> [ACTIONS TO TAKE]
(A) Translate into French this sentence from the excerpt on psychoanalytic terminology: "Freud was not concerned with semantics."
(B) From the excerpt on psychoanalytic terminology, extract word for word the passage starting with "Even more urgent" and going on through "Ernst Kris (1947)".

Towards a Basic Psychoanalytic Model

Joseph Sandler

Current psychoanalytic terminology is, by and large, that used by Freud. Freud's language bears the imprint of the physiology, neurology, psychiatry, and the classical education of his age. It is coloured by its use in the therapeutic procedure, hence the richness of metaphors. Freud was not concerned with semantics. The correct use of a term had little meaning to him; it was the context that mattered. One might say that such insouciance is the hallmark of genius; it undoubtedly is its prerogative. When a generation or two of scientists arrogate such a prerogative the lack of concern for semantics may well lead to confusion. …

Even more urgent is the systematic clarification. Throughout fifty years, psychoanalytic hypotheses have frequently been revised and reformulated. Rarely, however, have all previous findings been integrated with new insight. In 1926, in Inhibition Symptoms and Anxiety, Freud reformulated a considerable set of his previous hypotheses. I am convinced that this reformulation reaches further than was realized at the time of publication, possibly by Freud himself. At present, hypotheses in psychoanalysis are formulated in various terminologies according to the various stages of the development of psychoanalysis in which they were suggested. Ernst Kris (1947)

The disagreements between the model makers dwarf all their agreements—except one: that model making is necessary. David Rapaport (1951)


In this paper we intend to present a tentative outline of what we have called a "basic psychoanalytic model".

> [PROVIDED DATA]
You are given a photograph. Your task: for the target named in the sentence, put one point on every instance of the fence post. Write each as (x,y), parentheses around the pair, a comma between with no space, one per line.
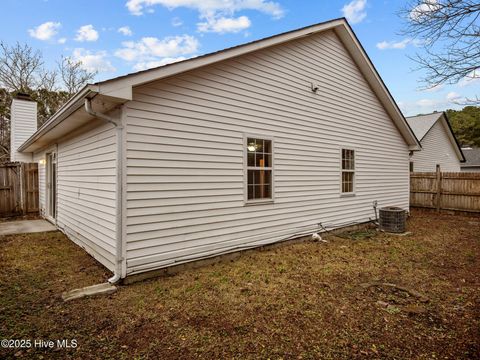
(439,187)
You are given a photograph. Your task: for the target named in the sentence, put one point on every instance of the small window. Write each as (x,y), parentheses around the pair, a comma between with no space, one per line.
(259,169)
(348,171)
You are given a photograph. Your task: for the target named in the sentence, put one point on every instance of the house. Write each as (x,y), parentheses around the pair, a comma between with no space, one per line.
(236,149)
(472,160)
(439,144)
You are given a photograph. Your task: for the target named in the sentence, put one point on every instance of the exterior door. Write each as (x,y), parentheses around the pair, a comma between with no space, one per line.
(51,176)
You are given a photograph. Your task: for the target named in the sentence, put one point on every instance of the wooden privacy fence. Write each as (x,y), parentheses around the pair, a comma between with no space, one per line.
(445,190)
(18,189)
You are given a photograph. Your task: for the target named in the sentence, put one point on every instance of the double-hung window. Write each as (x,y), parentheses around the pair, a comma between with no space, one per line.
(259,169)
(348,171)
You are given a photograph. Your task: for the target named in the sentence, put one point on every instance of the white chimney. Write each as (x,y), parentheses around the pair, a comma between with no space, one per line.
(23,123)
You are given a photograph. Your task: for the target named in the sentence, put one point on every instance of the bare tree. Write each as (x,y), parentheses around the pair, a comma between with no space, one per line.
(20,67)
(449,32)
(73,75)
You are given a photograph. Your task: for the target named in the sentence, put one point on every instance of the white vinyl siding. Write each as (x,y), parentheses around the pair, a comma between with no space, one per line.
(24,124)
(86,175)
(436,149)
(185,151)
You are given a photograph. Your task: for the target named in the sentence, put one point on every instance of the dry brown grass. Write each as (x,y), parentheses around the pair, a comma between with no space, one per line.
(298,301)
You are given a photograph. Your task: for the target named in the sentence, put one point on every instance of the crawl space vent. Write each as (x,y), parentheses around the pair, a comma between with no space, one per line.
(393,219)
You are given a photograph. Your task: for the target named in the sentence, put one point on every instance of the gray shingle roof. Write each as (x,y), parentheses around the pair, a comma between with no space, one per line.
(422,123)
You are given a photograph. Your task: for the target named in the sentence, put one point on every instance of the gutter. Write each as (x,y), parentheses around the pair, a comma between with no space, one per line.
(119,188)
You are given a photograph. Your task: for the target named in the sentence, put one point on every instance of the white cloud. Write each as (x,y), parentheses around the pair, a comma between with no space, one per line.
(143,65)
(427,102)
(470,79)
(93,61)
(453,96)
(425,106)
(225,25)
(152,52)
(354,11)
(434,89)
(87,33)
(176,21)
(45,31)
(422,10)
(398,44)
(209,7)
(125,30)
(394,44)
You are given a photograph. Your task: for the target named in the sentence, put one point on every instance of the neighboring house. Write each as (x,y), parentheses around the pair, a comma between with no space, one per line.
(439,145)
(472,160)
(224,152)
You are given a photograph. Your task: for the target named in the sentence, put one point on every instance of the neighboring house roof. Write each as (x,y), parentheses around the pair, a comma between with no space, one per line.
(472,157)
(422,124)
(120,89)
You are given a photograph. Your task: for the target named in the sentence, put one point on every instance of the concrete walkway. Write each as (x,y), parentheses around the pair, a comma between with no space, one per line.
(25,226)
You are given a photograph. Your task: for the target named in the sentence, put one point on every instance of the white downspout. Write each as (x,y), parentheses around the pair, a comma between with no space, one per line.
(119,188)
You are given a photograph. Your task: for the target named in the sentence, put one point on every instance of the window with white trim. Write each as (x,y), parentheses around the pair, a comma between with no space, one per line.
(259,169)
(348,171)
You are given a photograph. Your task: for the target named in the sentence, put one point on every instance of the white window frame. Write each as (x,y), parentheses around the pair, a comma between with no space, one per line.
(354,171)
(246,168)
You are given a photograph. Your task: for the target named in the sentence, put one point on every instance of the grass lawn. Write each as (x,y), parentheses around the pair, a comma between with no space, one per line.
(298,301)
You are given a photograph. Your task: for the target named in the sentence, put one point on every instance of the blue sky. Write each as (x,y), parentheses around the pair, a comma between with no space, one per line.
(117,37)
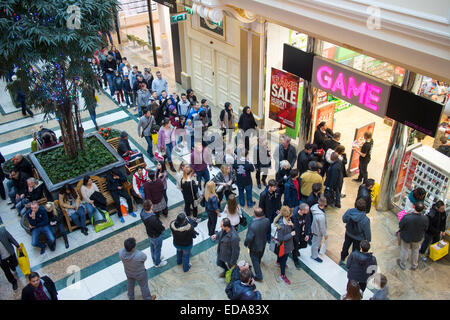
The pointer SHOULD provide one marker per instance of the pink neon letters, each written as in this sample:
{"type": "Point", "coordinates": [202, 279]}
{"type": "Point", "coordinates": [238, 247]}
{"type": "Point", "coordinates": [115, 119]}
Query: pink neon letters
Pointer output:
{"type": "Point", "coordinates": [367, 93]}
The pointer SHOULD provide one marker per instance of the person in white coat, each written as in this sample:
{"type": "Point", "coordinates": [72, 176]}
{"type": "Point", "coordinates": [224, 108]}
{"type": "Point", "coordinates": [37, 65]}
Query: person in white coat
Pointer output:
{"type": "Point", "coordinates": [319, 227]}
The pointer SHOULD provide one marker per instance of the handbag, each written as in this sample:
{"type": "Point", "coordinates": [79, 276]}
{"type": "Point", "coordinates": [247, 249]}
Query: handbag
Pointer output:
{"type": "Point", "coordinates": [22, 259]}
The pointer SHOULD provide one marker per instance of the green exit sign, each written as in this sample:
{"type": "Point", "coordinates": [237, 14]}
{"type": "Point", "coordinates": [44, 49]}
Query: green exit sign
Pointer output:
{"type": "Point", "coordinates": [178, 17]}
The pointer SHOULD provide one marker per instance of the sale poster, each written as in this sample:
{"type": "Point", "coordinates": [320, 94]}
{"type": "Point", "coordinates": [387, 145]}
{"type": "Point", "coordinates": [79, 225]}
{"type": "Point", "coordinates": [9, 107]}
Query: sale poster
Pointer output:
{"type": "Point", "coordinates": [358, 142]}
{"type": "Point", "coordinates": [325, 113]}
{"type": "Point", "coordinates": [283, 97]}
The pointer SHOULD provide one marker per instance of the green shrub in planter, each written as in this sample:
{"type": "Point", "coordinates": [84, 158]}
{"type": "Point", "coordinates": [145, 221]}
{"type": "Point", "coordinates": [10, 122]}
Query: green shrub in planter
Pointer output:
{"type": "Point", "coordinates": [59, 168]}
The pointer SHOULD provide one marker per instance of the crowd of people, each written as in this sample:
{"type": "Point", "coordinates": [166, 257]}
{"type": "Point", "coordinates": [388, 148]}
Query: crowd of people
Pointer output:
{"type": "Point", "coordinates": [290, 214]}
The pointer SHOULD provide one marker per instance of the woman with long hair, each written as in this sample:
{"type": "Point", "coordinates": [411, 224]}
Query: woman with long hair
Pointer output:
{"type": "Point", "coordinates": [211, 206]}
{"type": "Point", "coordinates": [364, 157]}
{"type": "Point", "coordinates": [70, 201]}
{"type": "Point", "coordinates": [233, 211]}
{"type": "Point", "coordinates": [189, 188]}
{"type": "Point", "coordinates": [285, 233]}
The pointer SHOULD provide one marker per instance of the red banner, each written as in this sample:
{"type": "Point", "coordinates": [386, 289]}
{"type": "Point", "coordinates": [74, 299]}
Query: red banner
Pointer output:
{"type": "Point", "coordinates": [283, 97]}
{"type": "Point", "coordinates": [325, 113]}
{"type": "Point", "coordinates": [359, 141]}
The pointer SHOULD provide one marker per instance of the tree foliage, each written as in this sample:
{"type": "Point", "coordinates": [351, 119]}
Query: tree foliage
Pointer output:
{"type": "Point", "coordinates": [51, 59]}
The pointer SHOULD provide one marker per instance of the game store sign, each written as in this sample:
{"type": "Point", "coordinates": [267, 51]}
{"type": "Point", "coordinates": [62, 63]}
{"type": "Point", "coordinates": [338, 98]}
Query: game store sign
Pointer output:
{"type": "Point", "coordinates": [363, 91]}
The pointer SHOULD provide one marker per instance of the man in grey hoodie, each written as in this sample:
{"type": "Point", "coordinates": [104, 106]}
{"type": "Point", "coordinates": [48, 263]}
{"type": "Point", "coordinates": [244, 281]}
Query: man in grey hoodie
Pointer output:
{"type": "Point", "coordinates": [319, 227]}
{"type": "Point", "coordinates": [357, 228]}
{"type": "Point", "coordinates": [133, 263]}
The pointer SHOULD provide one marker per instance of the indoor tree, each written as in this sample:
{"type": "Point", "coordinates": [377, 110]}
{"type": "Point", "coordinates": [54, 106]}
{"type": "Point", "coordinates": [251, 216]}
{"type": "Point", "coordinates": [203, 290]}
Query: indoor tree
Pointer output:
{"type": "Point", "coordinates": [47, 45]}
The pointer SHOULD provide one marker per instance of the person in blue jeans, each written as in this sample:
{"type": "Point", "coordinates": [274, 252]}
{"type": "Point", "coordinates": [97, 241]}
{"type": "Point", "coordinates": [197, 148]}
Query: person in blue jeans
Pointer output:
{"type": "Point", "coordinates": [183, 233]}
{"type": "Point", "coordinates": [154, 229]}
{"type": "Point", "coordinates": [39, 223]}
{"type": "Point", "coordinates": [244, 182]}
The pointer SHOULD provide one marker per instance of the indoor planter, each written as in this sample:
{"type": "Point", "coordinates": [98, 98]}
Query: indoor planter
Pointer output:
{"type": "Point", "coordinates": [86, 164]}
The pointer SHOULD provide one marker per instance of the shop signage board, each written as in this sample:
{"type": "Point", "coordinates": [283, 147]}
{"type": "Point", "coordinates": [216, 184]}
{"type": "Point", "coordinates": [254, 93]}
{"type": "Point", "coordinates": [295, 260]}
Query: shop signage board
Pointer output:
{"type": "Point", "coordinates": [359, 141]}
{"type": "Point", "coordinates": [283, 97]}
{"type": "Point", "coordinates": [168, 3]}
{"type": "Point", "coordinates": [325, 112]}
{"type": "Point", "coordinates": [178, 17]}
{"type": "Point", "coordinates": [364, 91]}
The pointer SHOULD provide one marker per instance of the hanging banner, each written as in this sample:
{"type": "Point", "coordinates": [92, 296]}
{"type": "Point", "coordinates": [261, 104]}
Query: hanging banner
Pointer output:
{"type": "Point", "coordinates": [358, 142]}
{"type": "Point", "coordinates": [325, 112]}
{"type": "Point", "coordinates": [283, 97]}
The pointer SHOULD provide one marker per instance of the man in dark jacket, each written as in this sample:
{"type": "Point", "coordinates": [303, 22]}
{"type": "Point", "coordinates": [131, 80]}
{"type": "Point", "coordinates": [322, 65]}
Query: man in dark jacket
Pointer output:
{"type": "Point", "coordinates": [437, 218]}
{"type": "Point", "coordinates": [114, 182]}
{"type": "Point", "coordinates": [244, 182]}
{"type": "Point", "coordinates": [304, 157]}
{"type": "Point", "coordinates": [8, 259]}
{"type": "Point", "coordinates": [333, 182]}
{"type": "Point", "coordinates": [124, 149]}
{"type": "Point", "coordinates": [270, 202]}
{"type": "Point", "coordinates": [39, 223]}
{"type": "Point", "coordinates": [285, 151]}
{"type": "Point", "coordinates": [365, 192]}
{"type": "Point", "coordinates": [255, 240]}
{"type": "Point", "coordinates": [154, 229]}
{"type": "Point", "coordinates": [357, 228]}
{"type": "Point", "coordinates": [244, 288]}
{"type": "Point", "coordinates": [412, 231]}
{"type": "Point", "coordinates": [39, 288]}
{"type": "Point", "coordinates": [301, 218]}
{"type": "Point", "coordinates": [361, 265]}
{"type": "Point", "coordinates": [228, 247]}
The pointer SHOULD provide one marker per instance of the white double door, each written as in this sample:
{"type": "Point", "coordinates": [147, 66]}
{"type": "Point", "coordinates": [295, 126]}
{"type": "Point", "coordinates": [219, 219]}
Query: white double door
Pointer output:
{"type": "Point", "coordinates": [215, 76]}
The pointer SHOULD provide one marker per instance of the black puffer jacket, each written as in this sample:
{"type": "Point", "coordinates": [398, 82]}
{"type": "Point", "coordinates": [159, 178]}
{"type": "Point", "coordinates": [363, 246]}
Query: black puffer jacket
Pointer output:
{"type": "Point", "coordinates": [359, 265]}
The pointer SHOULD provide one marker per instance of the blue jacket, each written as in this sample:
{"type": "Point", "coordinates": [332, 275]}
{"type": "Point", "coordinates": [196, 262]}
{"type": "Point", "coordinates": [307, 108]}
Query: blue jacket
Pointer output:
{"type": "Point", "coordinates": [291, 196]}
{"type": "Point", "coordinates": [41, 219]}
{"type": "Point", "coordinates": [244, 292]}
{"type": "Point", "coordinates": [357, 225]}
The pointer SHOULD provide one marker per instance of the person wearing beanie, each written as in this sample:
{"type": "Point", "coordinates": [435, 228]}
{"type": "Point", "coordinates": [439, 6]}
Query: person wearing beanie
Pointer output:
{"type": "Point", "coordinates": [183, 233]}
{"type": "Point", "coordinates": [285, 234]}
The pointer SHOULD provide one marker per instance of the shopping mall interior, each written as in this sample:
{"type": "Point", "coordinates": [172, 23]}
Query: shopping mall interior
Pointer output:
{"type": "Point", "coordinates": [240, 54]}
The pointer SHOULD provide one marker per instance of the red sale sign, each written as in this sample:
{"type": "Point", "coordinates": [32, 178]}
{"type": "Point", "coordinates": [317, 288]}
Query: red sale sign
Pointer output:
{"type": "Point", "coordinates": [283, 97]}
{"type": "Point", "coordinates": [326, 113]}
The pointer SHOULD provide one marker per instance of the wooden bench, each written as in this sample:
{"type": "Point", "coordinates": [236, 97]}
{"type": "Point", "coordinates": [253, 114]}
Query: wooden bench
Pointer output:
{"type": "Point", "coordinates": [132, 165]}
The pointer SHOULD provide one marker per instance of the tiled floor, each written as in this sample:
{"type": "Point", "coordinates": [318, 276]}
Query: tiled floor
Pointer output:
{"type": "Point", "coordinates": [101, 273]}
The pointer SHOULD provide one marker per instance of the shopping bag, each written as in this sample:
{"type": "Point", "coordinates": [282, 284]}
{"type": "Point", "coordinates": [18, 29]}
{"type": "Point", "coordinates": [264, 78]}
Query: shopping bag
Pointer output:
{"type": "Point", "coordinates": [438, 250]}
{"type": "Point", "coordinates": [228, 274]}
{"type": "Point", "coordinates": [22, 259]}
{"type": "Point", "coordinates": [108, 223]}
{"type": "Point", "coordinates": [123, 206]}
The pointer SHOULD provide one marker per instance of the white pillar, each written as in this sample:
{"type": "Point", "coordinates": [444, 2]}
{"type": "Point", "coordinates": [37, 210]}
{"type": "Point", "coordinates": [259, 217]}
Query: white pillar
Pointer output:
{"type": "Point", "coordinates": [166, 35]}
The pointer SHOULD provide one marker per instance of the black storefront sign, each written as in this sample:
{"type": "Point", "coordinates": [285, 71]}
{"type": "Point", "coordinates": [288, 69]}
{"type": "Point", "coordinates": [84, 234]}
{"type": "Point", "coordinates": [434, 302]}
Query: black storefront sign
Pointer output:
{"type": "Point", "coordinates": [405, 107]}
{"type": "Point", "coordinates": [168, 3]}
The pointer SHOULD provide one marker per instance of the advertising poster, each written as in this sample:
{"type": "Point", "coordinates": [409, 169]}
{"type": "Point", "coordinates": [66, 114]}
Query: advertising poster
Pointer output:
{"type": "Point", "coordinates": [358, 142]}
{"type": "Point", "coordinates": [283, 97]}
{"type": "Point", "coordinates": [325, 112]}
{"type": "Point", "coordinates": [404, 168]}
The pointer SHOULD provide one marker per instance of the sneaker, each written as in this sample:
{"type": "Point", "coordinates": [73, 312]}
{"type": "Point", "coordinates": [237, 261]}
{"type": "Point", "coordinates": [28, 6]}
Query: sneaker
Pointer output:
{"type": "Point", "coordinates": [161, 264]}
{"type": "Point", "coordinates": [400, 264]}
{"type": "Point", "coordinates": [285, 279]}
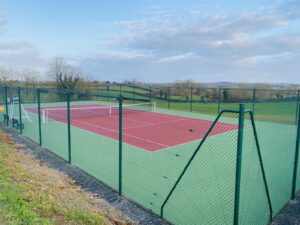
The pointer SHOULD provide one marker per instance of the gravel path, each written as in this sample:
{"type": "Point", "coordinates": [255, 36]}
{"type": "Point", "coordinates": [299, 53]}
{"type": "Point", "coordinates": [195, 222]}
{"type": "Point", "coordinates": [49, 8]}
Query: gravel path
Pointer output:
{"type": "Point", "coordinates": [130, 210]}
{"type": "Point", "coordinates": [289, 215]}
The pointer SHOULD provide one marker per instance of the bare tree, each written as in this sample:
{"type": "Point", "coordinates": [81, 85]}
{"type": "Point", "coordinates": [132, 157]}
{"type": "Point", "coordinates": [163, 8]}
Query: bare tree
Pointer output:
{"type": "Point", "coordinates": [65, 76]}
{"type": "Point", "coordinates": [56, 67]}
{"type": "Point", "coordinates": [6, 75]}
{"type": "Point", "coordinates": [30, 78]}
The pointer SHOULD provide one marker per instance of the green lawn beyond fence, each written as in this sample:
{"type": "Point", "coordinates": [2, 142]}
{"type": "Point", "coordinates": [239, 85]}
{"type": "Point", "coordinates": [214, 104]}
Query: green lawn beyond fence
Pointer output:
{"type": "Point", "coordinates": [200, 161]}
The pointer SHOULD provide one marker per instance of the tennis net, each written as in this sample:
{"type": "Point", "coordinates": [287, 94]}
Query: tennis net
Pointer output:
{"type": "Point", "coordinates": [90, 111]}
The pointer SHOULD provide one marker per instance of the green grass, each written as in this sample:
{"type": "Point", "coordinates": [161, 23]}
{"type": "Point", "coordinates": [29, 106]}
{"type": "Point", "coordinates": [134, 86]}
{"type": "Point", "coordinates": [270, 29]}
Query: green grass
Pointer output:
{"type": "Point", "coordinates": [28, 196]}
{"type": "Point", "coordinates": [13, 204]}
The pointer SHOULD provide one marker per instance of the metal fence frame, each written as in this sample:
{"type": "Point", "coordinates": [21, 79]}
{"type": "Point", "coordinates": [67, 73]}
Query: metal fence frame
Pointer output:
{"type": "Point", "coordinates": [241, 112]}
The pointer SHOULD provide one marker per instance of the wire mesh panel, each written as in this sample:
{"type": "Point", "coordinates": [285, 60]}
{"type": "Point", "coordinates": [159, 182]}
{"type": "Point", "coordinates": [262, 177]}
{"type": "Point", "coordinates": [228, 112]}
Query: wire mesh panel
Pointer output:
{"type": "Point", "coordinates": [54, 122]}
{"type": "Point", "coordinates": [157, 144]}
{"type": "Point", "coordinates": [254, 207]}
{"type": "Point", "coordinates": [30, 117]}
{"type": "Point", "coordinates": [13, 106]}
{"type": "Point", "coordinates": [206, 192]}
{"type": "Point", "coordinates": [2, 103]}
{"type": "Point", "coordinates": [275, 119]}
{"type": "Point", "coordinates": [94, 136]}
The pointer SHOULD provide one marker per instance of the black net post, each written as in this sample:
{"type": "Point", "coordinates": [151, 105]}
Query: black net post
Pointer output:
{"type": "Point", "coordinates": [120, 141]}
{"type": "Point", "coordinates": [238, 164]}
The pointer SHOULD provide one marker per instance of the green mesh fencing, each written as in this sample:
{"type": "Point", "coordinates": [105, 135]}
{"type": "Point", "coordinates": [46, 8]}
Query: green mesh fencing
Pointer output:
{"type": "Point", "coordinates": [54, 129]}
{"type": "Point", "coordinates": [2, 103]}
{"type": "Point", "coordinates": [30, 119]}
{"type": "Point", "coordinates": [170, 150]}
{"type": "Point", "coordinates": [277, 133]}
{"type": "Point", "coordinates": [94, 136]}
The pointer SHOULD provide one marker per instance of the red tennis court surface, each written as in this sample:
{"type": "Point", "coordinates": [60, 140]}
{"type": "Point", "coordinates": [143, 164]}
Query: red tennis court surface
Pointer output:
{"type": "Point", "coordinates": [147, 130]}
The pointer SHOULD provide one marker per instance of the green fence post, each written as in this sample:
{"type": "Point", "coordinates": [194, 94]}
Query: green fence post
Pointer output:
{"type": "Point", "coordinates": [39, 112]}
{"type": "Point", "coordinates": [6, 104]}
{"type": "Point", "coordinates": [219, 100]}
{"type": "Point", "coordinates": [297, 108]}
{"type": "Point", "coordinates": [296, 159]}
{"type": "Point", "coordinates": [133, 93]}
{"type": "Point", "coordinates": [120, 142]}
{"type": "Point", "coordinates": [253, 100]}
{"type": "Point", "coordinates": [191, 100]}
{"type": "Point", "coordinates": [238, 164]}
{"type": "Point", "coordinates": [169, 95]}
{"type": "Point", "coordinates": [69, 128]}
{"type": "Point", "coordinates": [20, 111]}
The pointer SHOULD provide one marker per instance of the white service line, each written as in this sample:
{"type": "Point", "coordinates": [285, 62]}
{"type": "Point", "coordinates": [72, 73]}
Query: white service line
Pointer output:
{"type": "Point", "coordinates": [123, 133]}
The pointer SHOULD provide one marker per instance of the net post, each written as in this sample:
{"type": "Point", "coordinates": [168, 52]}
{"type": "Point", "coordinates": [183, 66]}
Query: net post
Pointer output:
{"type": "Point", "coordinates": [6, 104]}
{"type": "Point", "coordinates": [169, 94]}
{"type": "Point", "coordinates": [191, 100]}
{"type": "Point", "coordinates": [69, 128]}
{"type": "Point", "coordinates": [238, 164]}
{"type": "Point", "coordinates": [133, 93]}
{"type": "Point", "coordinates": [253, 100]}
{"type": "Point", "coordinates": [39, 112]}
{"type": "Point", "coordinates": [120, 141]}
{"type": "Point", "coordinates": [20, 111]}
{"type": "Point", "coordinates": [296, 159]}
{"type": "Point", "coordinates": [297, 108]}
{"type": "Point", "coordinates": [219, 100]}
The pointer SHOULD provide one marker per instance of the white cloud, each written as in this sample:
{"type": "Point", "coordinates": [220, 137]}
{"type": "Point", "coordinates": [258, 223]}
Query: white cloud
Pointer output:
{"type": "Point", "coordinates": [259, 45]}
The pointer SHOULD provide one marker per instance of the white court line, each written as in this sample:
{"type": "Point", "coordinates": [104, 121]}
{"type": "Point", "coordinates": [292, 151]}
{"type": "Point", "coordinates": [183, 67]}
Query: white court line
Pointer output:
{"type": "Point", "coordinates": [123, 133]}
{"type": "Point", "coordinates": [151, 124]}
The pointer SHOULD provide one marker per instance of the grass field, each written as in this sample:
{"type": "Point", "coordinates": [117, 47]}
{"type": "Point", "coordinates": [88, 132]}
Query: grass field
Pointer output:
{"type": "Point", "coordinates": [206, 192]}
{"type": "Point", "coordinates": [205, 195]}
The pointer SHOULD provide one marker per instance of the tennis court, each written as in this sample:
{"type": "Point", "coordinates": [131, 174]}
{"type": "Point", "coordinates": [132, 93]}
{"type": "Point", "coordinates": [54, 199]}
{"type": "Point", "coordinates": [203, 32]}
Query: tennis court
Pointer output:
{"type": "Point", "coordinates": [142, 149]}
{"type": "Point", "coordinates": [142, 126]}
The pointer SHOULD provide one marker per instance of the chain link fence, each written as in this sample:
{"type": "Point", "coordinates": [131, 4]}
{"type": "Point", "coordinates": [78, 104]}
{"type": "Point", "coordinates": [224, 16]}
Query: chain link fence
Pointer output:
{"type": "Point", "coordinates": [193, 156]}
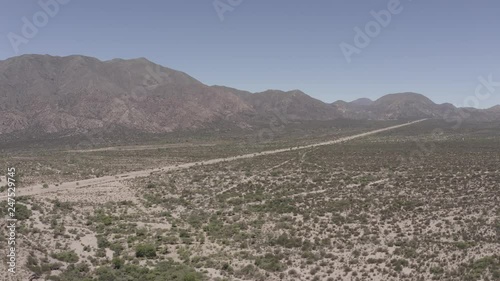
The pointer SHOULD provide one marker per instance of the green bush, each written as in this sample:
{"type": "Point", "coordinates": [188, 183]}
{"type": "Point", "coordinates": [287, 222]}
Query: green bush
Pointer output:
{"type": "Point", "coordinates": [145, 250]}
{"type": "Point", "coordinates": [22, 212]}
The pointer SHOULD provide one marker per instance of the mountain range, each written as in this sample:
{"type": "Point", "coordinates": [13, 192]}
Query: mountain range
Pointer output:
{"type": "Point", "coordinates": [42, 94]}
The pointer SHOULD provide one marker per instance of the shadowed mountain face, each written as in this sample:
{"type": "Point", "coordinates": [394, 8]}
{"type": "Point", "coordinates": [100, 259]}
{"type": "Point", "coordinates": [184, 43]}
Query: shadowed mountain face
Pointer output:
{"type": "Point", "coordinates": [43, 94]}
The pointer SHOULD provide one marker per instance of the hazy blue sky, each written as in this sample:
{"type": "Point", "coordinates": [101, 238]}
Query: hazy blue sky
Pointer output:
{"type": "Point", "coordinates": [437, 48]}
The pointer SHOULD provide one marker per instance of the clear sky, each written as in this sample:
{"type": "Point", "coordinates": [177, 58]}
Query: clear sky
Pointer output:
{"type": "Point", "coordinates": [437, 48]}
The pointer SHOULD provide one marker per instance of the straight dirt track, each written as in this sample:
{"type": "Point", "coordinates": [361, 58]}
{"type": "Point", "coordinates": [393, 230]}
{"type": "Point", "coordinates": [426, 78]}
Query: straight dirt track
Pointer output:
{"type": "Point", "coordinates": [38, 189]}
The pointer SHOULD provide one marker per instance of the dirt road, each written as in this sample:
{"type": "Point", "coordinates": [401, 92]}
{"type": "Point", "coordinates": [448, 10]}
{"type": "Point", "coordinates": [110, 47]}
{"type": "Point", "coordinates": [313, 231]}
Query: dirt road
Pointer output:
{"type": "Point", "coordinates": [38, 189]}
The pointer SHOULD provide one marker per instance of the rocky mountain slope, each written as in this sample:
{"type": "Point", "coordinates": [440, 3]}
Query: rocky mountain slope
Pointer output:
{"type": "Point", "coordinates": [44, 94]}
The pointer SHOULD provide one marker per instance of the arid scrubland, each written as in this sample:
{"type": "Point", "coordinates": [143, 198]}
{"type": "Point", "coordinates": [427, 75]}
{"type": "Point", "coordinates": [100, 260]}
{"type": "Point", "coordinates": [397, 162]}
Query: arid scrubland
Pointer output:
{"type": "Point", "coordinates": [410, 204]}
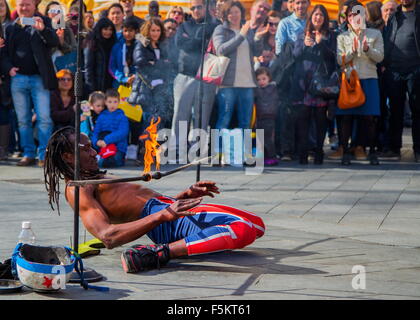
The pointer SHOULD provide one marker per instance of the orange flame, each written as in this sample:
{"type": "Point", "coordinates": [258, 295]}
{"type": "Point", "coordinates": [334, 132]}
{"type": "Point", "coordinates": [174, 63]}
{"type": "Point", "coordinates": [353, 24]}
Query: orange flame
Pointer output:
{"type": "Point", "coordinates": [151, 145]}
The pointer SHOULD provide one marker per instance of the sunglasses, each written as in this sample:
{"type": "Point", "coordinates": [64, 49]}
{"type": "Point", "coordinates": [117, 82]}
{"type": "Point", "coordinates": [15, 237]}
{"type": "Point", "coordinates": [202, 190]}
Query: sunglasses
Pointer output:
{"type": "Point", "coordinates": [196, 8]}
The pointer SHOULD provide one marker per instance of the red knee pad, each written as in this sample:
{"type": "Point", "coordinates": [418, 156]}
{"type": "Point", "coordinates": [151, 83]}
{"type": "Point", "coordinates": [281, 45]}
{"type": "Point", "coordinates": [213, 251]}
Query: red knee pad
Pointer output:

> [RESPONSES PER TASK]
(A) Freud ne se préoccupait pas de sémantique.

(B)
Even more urgent is the systematic clarification. Throughout fifty years, psychoanalytic hypotheses have frequently been revised and reformulated. Rarely, however, have all previous findings been integrated with new insight. In 1926, in Inhibition Symptoms and Anxiety, Freud reformulated a considerable set of his previous hypotheses. I am convinced that this reformulation reaches further than was realized at the time of publication, possibly by Freud himself. At present, hypotheses in psychoanalysis are formulated in various terminologies according to the various stages of the development of psychoanalysis in which they were suggested. Ernst Kris (1947)